## Short exercise 1
Answer these questions from the article on the Fury–Usyk rematch:
(a) On what date is the rematch scheduled?
(b) In which round of the first fight did things deteriorate for Fury?
(c) How large is Fury's fortune said to be?
## Short exercise 2
Resume the article on the Fury–Usyk rematch, picking up right after its final sentence.

## Excerpt
Begin
Tyson Fury says he will be “more focused” and serious for his rematch with Oleksandr Usyk on December 21st, four weeks from now.

The way Fury talks, he plans to outbox Usyk in the rematch rather than imposing his size and taking the fight to him. That’s a foolish plan.

In their previous fight on May 18th, Fury successfully attacked Usyk with uppercuts and body shots in the first five rounds. Things deteriorated in the sixth round when Usyk took the fight to the inside, nailing Fury with hooks around his guard and not letting him hold. On the inside, the aging Fury was helpless and took a lot of punishment.

Tyson’s Path to Victory

– Attacking with nonstop pressure
– Fast pace
– Body punching
– Mauling when possible
– Stay off the ropes

Unfortunately, Fury’s conditioning may prevent him from fighting hard enough to win. He looks like he’s chosen to come into the rematch carrying more weight. That would be fine if the weight were in muscle, but in this case, it’s fat.

If this is Fury’s trainer, Sugarhill Steward’s simple-minded strategy to defeat Usyk, he should fire him ASAP and get a good trainer; with Fury’s massive $140 million fortune, he’s got enough money to hire the best coach in the sport, that has sound ideas.
End
[Collected data]
Begin
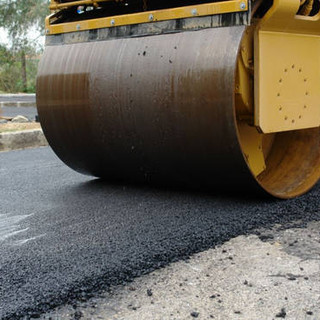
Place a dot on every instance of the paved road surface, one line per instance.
(29, 112)
(64, 236)
(17, 97)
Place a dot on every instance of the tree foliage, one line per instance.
(18, 60)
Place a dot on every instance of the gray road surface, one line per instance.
(65, 237)
(29, 112)
(17, 97)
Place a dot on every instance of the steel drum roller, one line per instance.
(158, 108)
(163, 109)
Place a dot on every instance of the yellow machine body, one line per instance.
(287, 90)
(194, 94)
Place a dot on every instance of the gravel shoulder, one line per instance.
(272, 275)
(11, 127)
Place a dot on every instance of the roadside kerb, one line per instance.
(17, 100)
(22, 140)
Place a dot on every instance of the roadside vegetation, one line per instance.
(19, 57)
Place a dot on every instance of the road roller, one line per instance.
(204, 94)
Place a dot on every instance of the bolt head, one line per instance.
(243, 6)
(194, 12)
End
## Final answer 1
(a) December 21st
(b) The sixth round
(c) $140 million

## Final answer 2
Fury looks like he’s been power-feeding but failing to do enough resistance training to add muscle. Like a lot of simpletons, Fury thinks he can become more powerful by eating, but he’s forgetting the weight training that is required to gain strength.

Fury, 36, downplays his previous 12-round split decision defeat against Usyk (22-0, 14 KOs), blaming it on him clowning around in the first half of their fight on May 18th.

“I’m a side-on boxer, slipping, sliding, uppercut, hooking. So, I’m going to do that, but more focused. Not so much [clowning with hands behind back like the first fight]. A little more focused on the job, and that’s my way to victory,” said Tyson Fury to TNT Sports Boxing about his game plan for his rematch with Oleksandr Usyk in four weeks on December 21st.

“I knew it was a close fight. I thought I’d done enough. I don’t complain. He got the victory, and I was happy for him,” said Fury about his loss to Usyk on May 18th.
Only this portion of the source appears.